- [Work to complete] Please retype the entries that open with the line containing "Return the outline of every instance of the car rear" and close with the line containing "[[519,251],[538,251],[538,179],[513,182],[513,243]]", reproducing every line between them exactly.

- [Supplied material]
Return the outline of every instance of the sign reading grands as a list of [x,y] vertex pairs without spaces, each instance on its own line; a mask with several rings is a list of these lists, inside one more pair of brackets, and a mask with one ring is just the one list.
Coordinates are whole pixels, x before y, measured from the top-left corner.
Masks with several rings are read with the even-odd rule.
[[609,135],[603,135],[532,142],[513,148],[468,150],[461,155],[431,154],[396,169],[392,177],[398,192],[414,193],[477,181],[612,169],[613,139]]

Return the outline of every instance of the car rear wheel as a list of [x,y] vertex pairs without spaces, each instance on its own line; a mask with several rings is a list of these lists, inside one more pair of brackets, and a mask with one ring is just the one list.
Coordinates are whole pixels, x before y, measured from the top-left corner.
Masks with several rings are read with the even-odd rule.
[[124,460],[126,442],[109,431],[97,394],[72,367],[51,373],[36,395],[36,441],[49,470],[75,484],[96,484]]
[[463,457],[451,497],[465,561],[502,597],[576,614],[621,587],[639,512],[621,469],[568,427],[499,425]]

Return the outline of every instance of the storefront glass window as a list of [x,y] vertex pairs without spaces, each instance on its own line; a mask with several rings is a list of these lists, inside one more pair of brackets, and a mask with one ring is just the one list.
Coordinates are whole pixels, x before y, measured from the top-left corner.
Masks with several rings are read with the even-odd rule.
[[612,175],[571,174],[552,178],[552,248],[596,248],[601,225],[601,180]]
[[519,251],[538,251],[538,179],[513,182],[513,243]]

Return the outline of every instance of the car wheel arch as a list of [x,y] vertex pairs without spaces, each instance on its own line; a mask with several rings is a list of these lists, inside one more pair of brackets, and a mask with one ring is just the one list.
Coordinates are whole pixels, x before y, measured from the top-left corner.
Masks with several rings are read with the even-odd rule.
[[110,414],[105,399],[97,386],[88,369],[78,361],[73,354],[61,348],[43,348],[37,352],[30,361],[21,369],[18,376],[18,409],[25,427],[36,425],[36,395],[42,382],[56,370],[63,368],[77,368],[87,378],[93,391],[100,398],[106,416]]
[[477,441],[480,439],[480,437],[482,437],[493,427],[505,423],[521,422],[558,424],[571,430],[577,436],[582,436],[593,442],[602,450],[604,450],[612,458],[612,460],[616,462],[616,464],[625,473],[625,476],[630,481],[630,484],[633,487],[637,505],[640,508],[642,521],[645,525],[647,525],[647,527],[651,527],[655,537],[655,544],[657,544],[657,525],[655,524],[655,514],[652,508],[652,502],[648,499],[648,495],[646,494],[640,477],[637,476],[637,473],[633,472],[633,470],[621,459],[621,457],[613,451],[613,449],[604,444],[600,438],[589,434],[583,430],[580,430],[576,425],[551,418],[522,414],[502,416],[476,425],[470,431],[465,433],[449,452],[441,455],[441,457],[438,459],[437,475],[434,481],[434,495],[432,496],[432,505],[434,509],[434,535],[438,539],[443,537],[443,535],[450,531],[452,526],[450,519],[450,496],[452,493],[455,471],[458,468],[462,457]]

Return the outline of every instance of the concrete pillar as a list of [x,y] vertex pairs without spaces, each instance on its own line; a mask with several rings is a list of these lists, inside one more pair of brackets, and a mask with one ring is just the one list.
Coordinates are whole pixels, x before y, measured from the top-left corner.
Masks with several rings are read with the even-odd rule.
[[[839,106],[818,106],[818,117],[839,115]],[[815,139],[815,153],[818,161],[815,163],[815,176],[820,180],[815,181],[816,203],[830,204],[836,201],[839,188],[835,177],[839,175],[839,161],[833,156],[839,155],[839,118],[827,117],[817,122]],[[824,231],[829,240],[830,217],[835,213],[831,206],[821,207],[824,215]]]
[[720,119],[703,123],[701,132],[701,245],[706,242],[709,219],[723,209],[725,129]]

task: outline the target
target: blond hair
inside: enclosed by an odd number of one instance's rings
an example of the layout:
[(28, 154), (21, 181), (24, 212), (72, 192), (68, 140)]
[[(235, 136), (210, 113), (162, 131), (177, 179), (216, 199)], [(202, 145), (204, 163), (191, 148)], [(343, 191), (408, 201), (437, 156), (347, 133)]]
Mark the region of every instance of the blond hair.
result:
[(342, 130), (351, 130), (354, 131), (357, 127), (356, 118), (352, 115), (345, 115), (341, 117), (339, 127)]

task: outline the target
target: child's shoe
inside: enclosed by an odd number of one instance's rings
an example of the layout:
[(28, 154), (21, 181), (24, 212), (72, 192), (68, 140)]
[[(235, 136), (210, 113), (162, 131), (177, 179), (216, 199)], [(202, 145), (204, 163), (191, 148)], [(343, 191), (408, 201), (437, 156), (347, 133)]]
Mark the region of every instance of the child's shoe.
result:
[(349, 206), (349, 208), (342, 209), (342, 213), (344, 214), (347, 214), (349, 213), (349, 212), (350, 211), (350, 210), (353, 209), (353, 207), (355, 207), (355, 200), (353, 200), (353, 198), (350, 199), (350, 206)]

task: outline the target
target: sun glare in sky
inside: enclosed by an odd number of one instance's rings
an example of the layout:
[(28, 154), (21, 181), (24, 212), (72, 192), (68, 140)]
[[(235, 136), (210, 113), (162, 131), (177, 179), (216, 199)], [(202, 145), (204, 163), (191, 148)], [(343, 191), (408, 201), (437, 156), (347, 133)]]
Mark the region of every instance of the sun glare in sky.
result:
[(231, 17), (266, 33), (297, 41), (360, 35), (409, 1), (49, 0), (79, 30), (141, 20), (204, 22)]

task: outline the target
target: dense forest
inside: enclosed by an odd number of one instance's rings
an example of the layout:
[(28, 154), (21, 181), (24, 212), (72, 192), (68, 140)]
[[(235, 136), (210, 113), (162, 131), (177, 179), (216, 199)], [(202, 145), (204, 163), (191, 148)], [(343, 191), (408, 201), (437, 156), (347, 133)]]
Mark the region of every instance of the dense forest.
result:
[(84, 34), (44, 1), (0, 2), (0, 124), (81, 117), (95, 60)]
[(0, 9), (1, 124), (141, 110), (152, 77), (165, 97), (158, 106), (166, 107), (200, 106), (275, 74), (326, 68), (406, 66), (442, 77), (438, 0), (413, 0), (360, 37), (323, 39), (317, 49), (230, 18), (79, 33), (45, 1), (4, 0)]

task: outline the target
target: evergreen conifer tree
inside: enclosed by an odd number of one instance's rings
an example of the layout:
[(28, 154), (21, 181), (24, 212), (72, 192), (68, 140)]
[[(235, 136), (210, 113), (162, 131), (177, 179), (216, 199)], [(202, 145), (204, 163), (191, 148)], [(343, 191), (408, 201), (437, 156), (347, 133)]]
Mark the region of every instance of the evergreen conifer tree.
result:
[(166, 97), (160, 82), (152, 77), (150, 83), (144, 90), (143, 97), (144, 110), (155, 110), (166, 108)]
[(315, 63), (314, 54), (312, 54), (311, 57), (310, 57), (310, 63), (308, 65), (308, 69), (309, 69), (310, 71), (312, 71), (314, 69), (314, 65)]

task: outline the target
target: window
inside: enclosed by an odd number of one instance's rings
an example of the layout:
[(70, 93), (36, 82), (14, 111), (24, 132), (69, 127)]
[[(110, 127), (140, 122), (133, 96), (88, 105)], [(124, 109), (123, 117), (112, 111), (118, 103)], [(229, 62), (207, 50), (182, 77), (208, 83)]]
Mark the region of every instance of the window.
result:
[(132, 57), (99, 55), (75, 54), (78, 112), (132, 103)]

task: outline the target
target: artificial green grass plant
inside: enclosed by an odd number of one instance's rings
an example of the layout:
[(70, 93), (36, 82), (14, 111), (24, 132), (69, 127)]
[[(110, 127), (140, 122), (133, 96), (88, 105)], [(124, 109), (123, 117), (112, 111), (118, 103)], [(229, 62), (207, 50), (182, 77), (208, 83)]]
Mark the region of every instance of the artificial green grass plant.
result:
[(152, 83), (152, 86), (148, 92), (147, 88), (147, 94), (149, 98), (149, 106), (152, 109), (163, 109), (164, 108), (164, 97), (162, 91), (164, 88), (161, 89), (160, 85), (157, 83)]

- [Complete output]
Return the outline of every instance of the car rear wheel as a list of [x,y] vertex pairs without spaces, each instance on its own line; a mask with several rings is a list of these lists, inside one more pair of brackets, and a mask with one ring is just the one list.
Coordinates are whole pixels, x before y, measured from the top-left corner.
Masks with several rings are read with the even-odd rule.
[[124,460],[126,442],[109,431],[97,394],[72,367],[51,373],[36,395],[36,441],[49,470],[75,484],[96,484]]
[[463,457],[451,497],[465,561],[502,597],[576,614],[621,587],[639,512],[621,469],[568,427],[499,425]]

Return the outline of every instance of the storefront glass window as a list of [x,y] vertex pairs without spaces, each instance on its own line; a mask with several rings is a list of these lists, inside one more pair of brackets, and a mask with one ring is just the one list.
Coordinates are whole pixels, x before y, measured from the top-left corner.
Masks with several rings are read with the even-odd rule.
[[612,175],[571,174],[552,178],[552,248],[596,248],[601,225],[601,180]]
[[519,251],[538,251],[538,179],[513,182],[513,243]]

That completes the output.